→ Extract
#####

# Inkjet heat transfers - Are you post-pressing or re-pressing after? Yes or No?



## Girlzndollz (Oct 3, 2007)

INKJET HEAT TRANSFER USERS (JPSS, Ironall, Everlast, etc). 

Are you re-pressing your shirts after you press and peel the release paper off the back? Yes or no, thanks!! 

As of now, after I press a transfer:
-I peel the backer paper off,
-Give the shirt a gentle stretch,
-Put my teflon sheet over the image area,
-RE-press the image again for about 5 seconds.

Just wondering how many others are or aren't doing this same thing. I'm thinking of giving it up due to occasional ghosting from the teflon sheet... but I believe it helps the process... so I thought, poll time! 

Thanks for participating in this poll. I appreciate it.


----------



## marcelolopez (Jul 16, 2007)

The poll would need another choice : *Sometimes*.
I just printed my two first t-shirts with JPSS, and didn't re-press it, because I forgot .
Anyways the results were very satisfactory. 
I used to re-press with Image Clip, but it was sometime ago, before started to focus on screen printing.


----------



## Girlzndollz (Oct 3, 2007)

I didn't think of that one, Marcelo, sorry... but congrats on your JPSS shirts, that's awesome, and glad they came out nice. Have a great night. Kelly


----------



## COEDS (Oct 4, 2006)

I pre heat the shirt,press the design and then press with a flex pad( this is a flexible silicone sheet that is textured and it helps press the design into the garment). I think this make the design look more like screen print. .... JB


----------



## MotoskinGraphix (Apr 28, 2006)

#####

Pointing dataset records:
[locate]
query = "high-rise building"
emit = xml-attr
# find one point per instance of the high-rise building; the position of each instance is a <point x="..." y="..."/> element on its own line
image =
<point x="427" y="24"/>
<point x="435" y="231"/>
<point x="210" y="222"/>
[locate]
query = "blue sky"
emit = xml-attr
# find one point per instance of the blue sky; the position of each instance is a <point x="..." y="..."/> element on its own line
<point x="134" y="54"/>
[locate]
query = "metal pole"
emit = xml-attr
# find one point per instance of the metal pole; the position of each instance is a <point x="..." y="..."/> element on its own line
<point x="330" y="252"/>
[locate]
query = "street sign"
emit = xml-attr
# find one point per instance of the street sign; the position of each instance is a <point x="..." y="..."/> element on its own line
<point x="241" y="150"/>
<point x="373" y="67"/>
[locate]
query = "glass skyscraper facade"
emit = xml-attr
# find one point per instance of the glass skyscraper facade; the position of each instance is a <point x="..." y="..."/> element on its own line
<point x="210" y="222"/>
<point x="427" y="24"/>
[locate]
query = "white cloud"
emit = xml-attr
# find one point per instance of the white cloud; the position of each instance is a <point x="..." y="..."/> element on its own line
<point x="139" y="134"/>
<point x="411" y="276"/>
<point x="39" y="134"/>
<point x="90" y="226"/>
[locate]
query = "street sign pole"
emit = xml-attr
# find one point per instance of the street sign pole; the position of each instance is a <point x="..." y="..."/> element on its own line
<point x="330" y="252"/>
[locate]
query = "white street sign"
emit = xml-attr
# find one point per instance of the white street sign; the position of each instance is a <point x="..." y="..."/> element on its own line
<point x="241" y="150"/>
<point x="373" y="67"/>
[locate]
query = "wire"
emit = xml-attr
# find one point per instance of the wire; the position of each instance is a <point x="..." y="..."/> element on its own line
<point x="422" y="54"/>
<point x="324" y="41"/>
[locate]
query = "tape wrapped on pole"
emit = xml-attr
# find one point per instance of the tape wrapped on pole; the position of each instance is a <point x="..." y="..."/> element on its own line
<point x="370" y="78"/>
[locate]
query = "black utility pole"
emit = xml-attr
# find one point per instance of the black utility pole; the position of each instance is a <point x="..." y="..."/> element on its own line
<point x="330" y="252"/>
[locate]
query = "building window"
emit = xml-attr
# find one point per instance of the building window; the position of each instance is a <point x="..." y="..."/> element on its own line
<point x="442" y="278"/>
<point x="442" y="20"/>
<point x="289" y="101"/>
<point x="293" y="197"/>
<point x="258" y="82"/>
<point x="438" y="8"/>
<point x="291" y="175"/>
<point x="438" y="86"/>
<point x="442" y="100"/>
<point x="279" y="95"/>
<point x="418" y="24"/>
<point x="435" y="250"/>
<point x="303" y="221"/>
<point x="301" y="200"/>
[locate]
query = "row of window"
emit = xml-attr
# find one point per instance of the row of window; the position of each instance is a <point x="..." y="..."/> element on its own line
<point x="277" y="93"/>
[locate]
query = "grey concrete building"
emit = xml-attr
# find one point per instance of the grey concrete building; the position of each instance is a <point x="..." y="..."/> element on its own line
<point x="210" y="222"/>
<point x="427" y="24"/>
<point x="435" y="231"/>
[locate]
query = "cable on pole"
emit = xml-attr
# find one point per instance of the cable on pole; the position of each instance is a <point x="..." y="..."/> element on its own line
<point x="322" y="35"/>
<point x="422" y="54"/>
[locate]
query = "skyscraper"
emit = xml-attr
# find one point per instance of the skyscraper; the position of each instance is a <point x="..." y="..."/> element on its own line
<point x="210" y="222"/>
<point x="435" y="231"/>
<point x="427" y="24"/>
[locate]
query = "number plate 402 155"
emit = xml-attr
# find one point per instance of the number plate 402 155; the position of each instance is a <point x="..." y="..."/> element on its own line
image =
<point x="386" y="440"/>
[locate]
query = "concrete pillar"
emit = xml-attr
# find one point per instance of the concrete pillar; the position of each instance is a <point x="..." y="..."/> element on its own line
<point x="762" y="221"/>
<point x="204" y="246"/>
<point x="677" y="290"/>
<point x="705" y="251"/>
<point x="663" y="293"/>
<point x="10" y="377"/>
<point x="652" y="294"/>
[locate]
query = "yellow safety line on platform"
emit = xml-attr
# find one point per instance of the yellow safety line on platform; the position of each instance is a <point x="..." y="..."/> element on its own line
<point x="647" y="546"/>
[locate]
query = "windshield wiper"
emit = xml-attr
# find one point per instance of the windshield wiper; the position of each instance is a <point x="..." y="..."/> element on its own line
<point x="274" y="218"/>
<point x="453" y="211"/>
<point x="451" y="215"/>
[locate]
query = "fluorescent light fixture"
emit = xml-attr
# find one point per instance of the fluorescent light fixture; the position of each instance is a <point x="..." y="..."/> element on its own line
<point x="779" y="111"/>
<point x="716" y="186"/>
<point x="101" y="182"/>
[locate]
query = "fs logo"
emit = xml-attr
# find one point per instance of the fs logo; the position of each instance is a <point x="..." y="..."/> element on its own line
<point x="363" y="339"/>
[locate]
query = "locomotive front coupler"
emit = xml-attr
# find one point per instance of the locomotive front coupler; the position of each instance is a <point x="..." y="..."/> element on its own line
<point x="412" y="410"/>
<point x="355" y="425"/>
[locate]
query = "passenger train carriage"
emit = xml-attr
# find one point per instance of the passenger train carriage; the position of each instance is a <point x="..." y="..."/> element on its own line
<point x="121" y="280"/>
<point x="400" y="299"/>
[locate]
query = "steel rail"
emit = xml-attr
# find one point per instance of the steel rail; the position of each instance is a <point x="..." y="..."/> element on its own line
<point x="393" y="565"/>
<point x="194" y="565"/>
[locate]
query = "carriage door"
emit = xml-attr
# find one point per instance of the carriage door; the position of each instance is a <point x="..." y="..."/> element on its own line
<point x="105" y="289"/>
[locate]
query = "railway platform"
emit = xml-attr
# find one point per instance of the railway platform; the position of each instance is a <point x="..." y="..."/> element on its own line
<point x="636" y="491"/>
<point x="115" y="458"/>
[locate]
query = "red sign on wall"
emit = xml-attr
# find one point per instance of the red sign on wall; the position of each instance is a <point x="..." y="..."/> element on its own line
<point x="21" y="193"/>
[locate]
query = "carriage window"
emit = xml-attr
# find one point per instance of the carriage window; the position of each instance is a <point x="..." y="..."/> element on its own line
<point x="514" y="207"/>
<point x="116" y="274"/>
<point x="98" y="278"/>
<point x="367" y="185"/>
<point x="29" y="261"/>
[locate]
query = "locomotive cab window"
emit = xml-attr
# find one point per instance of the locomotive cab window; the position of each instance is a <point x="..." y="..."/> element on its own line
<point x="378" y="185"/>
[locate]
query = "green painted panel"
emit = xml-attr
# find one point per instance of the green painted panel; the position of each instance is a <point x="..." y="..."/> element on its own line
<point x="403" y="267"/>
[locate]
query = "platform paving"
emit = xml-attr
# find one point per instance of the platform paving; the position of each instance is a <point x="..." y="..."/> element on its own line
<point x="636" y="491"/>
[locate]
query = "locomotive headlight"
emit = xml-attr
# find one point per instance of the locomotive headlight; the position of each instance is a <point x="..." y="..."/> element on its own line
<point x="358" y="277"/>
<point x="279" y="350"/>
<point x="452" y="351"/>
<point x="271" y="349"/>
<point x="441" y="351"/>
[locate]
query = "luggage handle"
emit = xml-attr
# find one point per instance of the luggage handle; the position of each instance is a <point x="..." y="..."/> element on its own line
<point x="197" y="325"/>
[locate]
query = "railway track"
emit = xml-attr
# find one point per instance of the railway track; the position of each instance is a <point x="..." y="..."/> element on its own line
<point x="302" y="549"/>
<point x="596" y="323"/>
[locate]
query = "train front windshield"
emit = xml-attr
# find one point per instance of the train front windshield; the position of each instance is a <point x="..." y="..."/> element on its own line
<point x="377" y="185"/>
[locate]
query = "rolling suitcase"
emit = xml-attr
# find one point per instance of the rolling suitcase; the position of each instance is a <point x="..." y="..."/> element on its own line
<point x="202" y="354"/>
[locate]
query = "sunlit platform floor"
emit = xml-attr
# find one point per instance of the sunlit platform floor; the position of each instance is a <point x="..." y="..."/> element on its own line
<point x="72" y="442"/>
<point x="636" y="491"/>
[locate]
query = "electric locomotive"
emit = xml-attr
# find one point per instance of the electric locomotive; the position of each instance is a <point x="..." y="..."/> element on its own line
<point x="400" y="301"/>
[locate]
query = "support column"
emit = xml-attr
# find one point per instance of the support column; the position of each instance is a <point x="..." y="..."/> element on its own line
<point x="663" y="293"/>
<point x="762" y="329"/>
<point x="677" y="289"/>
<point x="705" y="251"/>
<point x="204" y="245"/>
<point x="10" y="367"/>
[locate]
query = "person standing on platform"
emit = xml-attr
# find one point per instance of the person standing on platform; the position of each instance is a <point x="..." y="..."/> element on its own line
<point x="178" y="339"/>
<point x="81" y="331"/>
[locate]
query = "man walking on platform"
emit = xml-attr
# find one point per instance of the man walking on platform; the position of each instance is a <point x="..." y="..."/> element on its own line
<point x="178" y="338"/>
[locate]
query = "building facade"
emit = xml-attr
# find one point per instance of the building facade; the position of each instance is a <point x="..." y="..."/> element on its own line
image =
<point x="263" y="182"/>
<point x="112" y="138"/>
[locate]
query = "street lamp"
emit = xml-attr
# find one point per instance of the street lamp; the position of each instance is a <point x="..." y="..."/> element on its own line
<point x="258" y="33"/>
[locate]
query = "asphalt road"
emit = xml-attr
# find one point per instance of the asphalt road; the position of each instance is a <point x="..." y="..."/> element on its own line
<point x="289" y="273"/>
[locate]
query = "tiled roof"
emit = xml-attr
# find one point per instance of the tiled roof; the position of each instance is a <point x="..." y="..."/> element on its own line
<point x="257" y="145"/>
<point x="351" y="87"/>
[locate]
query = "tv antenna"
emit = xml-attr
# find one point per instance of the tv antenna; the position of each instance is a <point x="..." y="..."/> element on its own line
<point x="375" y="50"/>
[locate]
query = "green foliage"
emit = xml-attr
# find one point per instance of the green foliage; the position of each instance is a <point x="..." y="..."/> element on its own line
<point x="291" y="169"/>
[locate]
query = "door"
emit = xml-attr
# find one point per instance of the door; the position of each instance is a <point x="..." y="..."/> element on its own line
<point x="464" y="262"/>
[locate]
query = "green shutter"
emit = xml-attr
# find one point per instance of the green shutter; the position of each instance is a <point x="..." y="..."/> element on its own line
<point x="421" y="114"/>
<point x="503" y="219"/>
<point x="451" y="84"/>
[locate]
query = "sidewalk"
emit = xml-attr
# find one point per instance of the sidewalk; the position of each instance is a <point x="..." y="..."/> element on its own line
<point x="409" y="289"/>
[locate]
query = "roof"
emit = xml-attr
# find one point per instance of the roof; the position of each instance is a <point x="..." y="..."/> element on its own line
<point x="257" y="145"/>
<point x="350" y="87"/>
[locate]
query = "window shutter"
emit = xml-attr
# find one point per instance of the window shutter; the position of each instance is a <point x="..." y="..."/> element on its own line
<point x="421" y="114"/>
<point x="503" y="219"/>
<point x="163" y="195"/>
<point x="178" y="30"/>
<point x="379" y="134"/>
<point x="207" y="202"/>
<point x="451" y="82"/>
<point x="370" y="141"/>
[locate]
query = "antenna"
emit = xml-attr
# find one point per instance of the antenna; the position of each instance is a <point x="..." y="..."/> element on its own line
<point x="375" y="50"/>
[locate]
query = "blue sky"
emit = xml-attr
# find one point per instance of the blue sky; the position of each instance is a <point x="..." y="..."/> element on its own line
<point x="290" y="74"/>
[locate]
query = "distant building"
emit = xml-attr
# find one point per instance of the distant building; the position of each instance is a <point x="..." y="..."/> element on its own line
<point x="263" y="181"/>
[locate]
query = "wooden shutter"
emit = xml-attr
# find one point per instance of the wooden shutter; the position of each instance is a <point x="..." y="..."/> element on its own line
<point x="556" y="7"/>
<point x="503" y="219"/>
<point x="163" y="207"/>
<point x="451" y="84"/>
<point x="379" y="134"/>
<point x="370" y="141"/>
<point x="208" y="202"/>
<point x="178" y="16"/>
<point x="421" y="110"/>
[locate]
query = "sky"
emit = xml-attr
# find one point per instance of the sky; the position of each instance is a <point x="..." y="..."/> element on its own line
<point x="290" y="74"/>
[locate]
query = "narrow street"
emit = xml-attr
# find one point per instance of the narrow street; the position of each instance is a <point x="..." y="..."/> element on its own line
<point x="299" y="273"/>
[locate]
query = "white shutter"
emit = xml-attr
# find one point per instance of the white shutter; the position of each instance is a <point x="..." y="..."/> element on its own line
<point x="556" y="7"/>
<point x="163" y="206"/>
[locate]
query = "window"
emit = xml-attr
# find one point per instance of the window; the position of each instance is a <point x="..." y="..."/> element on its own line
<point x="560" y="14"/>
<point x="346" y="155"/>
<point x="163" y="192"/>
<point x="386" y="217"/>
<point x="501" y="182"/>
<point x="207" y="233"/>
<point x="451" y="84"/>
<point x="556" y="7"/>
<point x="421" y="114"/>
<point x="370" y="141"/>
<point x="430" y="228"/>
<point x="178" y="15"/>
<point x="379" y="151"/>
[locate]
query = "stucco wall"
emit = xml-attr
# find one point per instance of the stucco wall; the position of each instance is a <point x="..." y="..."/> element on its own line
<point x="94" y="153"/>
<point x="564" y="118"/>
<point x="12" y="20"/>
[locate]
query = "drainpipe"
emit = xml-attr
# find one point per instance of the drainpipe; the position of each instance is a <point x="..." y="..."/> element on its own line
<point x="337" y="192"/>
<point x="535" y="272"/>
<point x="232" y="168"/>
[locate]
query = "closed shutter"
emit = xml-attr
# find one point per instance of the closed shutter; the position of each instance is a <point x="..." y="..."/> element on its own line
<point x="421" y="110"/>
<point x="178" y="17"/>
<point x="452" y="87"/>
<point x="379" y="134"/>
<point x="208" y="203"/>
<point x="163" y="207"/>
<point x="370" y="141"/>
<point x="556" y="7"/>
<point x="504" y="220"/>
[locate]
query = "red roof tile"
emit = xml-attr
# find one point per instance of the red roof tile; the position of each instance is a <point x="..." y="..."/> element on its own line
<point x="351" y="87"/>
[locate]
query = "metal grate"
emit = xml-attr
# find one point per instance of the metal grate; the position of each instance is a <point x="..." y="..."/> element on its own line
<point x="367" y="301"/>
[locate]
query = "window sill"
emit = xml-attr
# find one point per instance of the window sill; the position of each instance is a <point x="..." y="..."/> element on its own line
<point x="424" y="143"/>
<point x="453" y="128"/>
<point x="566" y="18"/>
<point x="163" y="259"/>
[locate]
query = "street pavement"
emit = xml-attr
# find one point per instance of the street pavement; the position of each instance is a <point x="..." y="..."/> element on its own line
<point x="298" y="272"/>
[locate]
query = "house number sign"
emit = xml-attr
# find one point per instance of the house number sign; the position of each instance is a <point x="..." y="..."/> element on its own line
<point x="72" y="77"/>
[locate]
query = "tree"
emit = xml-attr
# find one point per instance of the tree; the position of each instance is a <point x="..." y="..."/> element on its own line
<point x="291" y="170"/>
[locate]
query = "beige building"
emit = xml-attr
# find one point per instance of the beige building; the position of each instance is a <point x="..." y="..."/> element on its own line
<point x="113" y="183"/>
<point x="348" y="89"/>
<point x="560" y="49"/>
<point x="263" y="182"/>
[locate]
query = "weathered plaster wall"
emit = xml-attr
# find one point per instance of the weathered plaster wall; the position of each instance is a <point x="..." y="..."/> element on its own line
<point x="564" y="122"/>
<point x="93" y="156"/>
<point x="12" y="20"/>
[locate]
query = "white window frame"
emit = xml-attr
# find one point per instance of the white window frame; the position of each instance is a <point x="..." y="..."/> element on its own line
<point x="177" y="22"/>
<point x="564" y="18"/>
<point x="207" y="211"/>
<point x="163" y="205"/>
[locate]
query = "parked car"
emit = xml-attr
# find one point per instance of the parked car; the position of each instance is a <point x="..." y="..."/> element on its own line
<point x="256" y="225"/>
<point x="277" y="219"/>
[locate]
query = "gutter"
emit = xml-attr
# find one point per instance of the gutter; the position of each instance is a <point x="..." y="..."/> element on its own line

#####

→ Set task
In the thread about inkjet heat transfers, why is the first poster thinking of giving up re-pressing?

→ Full response
Occasional ghosting from the teflon sheet.